_本文_.
□ □ □ □

寿命とは

今回はワクチンだとかシェディングの話ではありません(いや、ちょっとワクチンの話ありあます)。
本業の訪問診療のお話です。

ゴールデンウィーク明けすぐに2件のお看取りがありました。

一人は104歳の女性です。
2025年1月からこの方を担当していたので、まる9年になります。
この方は最後まで女性でした。
診察時に「先生結婚してるの?」「立候補しようかな」と言ってみたり、診察時に手を握ると自分の手を口元に持っていて手の甲にキスをしたり、頬ずりをしたり。
高齢ということもあり、寝ている時間が非常に長いのです。
診察時に声をかけて目を覚ますと、上記のように一瞬目が覚めて、それが済むとまたすぐに深い眠りに入ります。
認知症の診断名はついていましたが、この方観察能力は抜群でした。
自分が髪を切るとそれにすぐ気づくのです。
「お兄ちゃん、髪切ったね」「かっこいいね」とか。
看護師さんの髪の変化にも敏感でした。
すごく褒め上手なのですね。
いつも寝ているのに本当によく気づくなと感心していました。

この方、施設入居でしたから当然新型コロナワクチンは接種されています(たぶんフルです)。

□ □ □ □

_課題_.
1. 訪問診療についての文章の「ゴールデンウィーク明けすぐに2件のお看取りがありました。」から「スをしたり、頬ずりをしたり。」までを、一字一句そのまま書き写してもらえますか?
2. 訪問診療についての文章を、最後の文に続けて書き進めてもらえますか?
この後に続くデータは、上の訪問診療についての文章とは別の資料です。

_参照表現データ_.
□ □ □ □

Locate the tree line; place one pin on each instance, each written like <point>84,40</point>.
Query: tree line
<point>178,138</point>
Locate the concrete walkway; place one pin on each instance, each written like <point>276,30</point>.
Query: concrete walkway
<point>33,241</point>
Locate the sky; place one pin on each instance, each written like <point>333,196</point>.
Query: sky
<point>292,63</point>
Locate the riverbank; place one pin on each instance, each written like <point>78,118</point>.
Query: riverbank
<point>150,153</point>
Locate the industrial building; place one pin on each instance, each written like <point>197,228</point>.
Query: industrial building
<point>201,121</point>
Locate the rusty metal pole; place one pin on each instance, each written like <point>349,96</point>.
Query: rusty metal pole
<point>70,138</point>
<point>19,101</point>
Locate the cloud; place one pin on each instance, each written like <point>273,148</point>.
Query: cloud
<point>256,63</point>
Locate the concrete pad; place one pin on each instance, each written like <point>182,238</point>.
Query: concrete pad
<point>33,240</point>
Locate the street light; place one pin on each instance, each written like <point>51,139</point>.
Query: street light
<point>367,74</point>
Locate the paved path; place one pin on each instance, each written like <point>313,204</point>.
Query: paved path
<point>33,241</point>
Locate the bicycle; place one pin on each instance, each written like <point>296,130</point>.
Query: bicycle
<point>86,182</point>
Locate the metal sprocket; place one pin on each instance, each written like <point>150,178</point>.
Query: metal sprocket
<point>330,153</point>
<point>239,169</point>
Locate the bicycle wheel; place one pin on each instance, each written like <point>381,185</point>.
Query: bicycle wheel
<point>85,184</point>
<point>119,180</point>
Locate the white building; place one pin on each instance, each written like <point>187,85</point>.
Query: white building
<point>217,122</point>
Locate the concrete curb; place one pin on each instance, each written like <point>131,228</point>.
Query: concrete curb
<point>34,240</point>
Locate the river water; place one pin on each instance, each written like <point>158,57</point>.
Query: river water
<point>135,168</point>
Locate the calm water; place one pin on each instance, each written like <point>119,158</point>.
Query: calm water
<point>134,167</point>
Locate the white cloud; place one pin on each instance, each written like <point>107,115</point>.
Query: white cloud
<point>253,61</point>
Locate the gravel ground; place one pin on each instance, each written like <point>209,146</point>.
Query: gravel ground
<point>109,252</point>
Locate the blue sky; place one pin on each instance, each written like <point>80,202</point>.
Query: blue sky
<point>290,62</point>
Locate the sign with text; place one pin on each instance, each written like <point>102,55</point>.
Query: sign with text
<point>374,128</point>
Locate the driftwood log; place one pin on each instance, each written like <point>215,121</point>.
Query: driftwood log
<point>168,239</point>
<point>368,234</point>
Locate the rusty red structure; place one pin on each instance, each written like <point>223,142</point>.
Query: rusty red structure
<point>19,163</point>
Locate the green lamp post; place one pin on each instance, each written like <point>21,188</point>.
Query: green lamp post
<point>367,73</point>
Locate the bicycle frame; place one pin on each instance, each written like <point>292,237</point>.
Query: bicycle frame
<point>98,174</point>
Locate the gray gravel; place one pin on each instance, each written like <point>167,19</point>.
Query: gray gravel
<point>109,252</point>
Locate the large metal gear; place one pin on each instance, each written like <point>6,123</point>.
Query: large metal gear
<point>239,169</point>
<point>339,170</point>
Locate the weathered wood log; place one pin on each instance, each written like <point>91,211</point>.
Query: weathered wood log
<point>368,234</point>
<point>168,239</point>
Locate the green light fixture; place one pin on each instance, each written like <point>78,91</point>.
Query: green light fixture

□ □ □ □

_解答_.
1.
ゴールデンウィーク明けすぐに2件のお看取りがありました。

一人は104歳の女性です。
2025年1月からこの方を担当していたので、まる9年になります。
この方は最後まで女性でした。
診察時に「先生結婚してるの?」「立候補しようかな」と言ってみたり、診察時に手を握ると自分の手を口元に持っていて手の甲にキスをしたり、頬ずりをしたり。

2.
そしてコロナ禍では、コロナにも感染してしまい一時入院されました。
当然入院中には新薬を使用されています。
入院と聞いたとき、施設に戻ってくるのは難しいかなと覚悟していましたが、無事に帰ってこられたのですね。
しかしなぜか顔面が「ドス黒い」のです。
実はワクチン接種後にコロナ感染したケースで、顔がドス黒くなる方が他にもいました。
新薬の影響かわかりませんが、とても不気味な症状です。

しかしそれも乗り越えまた平穏な日々を過ごされていましたが、先日眠るようにお亡くなりになられました。
大往生ですね。

高齢ですからワクチンのリスクを考えると自分だったら絶対に勧めませんが、この方はワクチン接種をしてもそれを乗り越え、コロナに感染して新薬を投薬されてもそれを乗り越え寿命をまっとうされました
本当の寿命はもっと長かった可能性もありますがそれはわかりません。
しかし眠るように苦しまず亡くなられたのであれば、これが寿命と捉えてもいいのかなと思います。

この世で104年間過ごされたのです。
本当にお疲れさまという感じですね。

お二人目は90代の女性です。
この方はずっと九州地方に一人で住んでおられました。
しかし転倒・骨折などもあり、札幌の義理の娘様が札幌に呼び、同居することになったのです。
義理の娘様はご主人をご自宅で看取っており、札幌での二人暮らしが始まったのでした。

義理の娘様は、その義理のお母様を本当に大切に丁寧にサポートされ、天使のような女神様のような方でした。

さてその義理のお母様、当初は顔つやもすごく良く、血圧も問題ないし健康そのものという感じだったのです。
しかし2024年2月突然の血尿を認めました。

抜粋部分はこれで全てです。